**THE PROBLEM**
All entries must be given again in full, exactly as they were supplied.

**DATASET CONTENT**

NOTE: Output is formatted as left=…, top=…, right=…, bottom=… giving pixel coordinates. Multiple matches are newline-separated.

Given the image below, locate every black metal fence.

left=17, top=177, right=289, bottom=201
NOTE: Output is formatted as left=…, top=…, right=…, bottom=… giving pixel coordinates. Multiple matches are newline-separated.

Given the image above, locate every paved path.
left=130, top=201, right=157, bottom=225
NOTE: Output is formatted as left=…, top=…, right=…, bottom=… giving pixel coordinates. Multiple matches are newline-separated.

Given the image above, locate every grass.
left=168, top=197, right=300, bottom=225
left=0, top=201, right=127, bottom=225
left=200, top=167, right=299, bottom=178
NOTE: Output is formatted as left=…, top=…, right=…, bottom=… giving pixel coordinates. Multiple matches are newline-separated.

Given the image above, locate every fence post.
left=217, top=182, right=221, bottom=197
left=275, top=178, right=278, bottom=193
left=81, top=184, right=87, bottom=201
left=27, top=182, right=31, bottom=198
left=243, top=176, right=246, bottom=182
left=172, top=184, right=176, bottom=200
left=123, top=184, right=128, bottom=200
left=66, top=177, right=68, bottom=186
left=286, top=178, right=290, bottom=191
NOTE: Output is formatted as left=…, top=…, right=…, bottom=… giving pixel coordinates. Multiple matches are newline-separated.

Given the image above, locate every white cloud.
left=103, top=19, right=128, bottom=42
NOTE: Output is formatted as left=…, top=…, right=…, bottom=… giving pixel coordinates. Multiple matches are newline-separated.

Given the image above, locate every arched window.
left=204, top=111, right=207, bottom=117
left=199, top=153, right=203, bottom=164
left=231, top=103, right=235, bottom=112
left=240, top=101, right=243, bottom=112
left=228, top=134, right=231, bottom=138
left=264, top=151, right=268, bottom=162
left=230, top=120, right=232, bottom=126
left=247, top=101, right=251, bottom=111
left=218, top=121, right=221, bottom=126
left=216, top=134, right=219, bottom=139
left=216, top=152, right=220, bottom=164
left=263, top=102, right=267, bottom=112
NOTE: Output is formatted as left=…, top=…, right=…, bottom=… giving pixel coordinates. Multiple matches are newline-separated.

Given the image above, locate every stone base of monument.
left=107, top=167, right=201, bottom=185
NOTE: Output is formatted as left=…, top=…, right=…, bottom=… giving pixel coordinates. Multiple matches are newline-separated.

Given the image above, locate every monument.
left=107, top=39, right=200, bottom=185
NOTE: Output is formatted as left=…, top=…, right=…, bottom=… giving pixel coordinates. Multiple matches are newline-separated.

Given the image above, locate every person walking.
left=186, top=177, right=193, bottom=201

**RESULT**
NOTE: Output is formatted as left=…, top=…, right=…, bottom=… giving pixel coordinates. Multiple matches are newline-separated.

Given the image below, locate every black metal fence.

left=17, top=177, right=289, bottom=201
NOTE: Output is formatted as left=…, top=…, right=…, bottom=… giving pixel coordinates. Multiple matches are newline-separated.

Given the image above, locate every paved path.
left=130, top=201, right=157, bottom=225
NOTE: Output is formatted as left=…, top=…, right=…, bottom=… giving pixel coordinates. Multiple matches are newline-separated.

Given the image above, locate every grass.
left=168, top=197, right=300, bottom=225
left=0, top=201, right=127, bottom=225
left=200, top=167, right=299, bottom=178
NOTE: Output is formatted as left=…, top=…, right=…, bottom=… giving pixel coordinates. Multiple matches are newline-separated.

Given the image above, locate every fence post.
left=217, top=182, right=221, bottom=197
left=275, top=178, right=278, bottom=193
left=81, top=184, right=87, bottom=201
left=27, top=182, right=31, bottom=198
left=243, top=176, right=246, bottom=182
left=172, top=184, right=176, bottom=200
left=123, top=184, right=128, bottom=200
left=66, top=177, right=68, bottom=186
left=286, top=178, right=290, bottom=191
NOTE: Output is formatted as left=…, top=…, right=…, bottom=… giving pixel coordinates. Multiple matches are newline-separated.

Given the image above, locate every white cloud.
left=103, top=19, right=128, bottom=42
NOTE: Output is formatted as left=…, top=…, right=…, bottom=… giving pixel coordinates. Multiple matches are newline-separated.

Given the image above, locate every arched window.
left=204, top=111, right=207, bottom=117
left=199, top=153, right=203, bottom=164
left=231, top=103, right=235, bottom=112
left=240, top=101, right=243, bottom=112
left=228, top=134, right=231, bottom=138
left=264, top=151, right=268, bottom=162
left=230, top=120, right=232, bottom=126
left=247, top=101, right=251, bottom=111
left=218, top=121, right=221, bottom=126
left=216, top=134, right=219, bottom=139
left=216, top=152, right=220, bottom=164
left=263, top=102, right=267, bottom=112
NOTE: Output is formatted as left=…, top=…, right=…, bottom=… giving pixel coordinates. Multiple matches are newline-separated.

Given the image above, locate every stone base of monument.
left=107, top=167, right=201, bottom=185
NOTE: Output is formatted as left=…, top=…, right=…, bottom=… giving pixel coordinates. Multiple matches are newline-separated.

Given the image above, locate every monument.
left=107, top=39, right=200, bottom=185
NOTE: Output is formatted as left=…, top=…, right=…, bottom=… giving pixel coordinates. Multiple matches are newline-separated.

Given the image above, locate every person walking.
left=186, top=177, right=193, bottom=201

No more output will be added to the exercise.